## Goal of the exercise
Each line from the one containing "Would you be able to mark the shovel in" through the end of the data is to be written out exactly, and nothing more.
═════ Data for this exercise ═════
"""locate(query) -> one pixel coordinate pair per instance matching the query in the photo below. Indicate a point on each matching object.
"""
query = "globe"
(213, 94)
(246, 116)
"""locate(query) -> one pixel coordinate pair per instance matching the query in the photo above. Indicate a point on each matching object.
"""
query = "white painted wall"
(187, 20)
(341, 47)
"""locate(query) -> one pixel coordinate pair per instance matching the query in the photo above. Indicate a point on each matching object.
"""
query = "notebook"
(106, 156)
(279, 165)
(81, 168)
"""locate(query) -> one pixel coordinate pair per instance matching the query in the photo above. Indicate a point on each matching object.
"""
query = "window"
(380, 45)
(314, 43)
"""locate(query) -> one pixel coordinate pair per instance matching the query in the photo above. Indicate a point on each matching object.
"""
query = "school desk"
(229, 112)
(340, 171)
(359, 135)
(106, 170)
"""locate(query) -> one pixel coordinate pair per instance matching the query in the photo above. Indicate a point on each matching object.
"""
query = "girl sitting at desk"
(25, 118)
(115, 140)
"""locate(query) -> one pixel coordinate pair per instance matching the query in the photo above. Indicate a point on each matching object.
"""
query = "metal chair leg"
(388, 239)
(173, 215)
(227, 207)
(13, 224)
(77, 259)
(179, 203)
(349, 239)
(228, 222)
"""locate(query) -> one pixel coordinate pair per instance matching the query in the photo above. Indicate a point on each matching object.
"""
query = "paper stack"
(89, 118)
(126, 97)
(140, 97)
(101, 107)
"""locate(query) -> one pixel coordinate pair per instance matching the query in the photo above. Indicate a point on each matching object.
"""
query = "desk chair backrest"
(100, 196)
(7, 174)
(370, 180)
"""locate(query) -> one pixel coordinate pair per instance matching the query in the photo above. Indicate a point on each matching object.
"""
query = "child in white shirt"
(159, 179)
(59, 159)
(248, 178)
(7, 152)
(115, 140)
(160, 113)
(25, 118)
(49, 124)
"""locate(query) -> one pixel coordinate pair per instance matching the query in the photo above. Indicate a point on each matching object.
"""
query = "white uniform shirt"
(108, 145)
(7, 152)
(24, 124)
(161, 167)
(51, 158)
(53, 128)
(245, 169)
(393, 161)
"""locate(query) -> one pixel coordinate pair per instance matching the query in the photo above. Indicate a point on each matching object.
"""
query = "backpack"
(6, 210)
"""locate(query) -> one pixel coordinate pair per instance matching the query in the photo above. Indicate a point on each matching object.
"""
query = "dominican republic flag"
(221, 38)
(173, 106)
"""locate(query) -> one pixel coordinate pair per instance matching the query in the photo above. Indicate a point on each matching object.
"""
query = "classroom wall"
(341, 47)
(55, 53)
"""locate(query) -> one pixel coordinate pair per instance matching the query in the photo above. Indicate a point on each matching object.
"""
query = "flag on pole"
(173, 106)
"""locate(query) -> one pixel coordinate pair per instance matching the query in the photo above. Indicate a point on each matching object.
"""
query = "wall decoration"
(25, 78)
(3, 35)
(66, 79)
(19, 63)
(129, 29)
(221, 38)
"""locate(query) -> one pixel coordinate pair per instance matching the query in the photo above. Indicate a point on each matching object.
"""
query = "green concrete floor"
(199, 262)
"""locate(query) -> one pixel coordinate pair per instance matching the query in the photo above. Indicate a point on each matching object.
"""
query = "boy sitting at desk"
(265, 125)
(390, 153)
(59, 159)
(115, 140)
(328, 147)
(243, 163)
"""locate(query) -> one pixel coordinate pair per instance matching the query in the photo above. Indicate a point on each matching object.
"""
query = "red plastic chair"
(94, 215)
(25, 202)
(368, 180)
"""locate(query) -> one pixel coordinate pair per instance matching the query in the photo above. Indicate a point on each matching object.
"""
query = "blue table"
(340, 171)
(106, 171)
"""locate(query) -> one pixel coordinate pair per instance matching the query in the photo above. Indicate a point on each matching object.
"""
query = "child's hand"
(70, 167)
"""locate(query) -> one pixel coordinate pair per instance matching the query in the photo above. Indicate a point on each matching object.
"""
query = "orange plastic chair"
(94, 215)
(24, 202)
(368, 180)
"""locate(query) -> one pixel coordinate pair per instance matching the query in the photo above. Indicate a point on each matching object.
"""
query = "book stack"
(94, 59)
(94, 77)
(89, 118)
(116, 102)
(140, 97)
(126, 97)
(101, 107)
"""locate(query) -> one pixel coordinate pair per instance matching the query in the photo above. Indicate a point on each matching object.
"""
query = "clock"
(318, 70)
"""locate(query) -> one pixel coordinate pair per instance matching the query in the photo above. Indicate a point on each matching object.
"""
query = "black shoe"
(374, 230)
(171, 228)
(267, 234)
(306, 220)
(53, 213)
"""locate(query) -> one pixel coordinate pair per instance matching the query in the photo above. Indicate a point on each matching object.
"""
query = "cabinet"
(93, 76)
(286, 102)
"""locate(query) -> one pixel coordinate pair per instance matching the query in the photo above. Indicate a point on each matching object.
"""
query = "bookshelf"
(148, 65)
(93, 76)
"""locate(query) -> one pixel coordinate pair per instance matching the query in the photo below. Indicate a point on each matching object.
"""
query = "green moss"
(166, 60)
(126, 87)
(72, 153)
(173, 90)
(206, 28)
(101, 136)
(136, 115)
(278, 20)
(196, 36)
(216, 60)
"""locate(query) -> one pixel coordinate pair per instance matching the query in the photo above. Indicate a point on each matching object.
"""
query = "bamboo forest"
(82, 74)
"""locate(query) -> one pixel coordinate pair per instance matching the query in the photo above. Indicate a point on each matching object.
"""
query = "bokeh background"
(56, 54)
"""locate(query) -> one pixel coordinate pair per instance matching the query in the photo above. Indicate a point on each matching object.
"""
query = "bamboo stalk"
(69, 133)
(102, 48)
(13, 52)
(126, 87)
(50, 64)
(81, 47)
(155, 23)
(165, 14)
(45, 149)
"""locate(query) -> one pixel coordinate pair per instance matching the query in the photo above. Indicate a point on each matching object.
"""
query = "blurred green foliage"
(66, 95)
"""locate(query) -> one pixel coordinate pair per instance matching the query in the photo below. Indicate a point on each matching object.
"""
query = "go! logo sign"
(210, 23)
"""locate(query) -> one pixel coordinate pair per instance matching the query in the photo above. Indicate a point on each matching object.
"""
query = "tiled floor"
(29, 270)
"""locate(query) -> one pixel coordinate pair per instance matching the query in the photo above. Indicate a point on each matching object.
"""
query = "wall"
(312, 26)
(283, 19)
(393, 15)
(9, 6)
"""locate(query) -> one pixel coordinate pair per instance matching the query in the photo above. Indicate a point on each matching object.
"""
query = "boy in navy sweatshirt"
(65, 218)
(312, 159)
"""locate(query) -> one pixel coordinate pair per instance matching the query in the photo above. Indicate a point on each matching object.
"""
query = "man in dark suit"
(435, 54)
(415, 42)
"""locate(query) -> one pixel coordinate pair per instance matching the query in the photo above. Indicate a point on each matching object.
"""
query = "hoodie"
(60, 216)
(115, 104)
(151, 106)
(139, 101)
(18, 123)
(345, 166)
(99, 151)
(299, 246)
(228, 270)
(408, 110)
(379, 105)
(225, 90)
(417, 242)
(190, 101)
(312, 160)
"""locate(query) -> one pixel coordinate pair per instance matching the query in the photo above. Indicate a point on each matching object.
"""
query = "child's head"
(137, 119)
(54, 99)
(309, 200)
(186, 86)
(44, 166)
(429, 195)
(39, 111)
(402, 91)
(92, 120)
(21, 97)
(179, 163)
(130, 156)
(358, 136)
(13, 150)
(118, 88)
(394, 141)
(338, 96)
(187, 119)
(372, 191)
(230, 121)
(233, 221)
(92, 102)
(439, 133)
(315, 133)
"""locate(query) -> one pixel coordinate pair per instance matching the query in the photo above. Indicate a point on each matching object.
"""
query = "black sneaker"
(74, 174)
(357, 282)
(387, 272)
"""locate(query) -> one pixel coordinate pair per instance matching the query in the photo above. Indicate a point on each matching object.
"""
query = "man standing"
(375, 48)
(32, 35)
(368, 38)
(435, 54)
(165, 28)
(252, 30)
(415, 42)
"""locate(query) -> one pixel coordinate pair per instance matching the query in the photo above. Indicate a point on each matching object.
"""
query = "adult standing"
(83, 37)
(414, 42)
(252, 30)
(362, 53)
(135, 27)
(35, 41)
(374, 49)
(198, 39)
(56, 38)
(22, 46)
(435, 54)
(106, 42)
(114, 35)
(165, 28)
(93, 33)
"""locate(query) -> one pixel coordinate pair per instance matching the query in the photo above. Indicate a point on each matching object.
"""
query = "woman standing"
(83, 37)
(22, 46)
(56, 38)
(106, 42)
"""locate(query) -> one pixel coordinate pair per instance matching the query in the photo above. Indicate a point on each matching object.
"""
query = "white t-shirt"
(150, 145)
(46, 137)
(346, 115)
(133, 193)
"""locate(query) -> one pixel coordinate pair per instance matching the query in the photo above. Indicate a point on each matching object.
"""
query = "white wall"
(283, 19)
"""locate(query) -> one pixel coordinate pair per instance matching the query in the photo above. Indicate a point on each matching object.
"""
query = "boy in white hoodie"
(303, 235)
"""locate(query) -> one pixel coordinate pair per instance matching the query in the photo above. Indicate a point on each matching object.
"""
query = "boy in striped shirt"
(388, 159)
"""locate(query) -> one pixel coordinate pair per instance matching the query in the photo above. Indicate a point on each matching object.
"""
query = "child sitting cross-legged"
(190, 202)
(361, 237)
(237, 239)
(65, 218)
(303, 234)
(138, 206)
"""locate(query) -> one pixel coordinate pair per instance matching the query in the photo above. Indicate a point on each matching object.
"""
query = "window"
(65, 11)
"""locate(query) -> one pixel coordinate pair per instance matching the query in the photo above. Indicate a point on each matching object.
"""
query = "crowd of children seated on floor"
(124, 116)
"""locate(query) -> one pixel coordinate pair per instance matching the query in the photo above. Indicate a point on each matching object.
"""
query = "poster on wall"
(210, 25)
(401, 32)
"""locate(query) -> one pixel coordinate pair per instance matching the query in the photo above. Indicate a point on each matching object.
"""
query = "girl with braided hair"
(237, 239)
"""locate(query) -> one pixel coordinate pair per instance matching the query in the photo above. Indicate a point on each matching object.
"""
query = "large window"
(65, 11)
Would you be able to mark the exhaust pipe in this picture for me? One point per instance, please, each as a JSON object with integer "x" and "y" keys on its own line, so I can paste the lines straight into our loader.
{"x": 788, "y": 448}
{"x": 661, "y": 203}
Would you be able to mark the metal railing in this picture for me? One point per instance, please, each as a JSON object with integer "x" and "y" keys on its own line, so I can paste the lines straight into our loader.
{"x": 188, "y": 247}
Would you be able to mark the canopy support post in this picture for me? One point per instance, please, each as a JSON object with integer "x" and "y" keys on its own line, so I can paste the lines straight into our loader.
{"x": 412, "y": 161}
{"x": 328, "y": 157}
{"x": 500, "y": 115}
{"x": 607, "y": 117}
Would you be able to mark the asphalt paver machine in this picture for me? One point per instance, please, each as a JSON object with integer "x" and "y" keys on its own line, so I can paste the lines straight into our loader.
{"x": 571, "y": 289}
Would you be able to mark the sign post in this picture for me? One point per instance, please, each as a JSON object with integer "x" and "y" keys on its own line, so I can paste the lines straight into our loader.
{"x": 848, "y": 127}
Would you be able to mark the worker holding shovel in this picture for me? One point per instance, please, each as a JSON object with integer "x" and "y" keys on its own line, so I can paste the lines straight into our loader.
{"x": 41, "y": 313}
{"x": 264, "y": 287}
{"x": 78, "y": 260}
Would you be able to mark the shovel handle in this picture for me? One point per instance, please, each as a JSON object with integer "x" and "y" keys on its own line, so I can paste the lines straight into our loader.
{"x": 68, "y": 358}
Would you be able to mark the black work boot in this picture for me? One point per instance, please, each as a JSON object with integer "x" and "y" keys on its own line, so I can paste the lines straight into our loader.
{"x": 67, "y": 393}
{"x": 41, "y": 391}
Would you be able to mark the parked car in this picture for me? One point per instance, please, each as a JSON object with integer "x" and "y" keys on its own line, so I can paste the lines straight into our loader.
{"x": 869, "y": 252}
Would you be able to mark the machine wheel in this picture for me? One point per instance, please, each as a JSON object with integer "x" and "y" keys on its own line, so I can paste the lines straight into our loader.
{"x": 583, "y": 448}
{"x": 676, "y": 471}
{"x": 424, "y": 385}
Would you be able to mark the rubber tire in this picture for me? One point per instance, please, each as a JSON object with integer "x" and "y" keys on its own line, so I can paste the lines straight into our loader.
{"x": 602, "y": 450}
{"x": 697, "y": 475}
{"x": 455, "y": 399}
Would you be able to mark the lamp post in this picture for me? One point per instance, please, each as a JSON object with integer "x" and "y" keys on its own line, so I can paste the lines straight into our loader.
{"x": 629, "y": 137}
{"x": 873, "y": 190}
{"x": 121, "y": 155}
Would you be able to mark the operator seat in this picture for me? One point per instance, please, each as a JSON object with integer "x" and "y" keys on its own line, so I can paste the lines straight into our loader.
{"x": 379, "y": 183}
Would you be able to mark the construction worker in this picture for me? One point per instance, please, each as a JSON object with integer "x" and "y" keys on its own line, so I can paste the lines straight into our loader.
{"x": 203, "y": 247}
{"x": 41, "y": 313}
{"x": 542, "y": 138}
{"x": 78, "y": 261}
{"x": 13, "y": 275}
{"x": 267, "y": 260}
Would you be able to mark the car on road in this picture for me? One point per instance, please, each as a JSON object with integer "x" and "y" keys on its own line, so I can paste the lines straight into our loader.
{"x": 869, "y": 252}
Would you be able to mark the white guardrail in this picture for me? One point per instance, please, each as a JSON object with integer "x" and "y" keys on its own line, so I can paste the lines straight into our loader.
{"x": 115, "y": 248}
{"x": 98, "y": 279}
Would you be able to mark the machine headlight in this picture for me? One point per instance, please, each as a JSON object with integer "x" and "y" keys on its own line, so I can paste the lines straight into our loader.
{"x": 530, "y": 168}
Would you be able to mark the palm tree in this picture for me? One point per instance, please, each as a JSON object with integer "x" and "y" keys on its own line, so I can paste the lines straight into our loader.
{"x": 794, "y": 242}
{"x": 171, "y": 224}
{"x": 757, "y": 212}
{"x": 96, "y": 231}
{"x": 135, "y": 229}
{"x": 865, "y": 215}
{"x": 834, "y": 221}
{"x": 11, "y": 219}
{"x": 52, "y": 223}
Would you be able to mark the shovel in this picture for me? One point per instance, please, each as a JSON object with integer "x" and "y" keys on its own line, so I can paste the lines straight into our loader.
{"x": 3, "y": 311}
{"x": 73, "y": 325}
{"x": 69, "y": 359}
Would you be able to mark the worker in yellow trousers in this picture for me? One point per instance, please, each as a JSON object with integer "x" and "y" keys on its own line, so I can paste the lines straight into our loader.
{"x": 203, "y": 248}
═════
## Response
Would you be able to mark the shovel in this picture for me? One point per instance, please, each as a JSON object with integer "x" and "y" keys on its own line, so I can paste the lines straight into our loader.
{"x": 3, "y": 311}
{"x": 73, "y": 325}
{"x": 69, "y": 359}
Would you be able to mark the worker in yellow trousers in this picture for me? One point per instance, please, each as a JSON object with integer "x" and "y" keys on its own line, so I can paste the lines straight into our loader.
{"x": 203, "y": 248}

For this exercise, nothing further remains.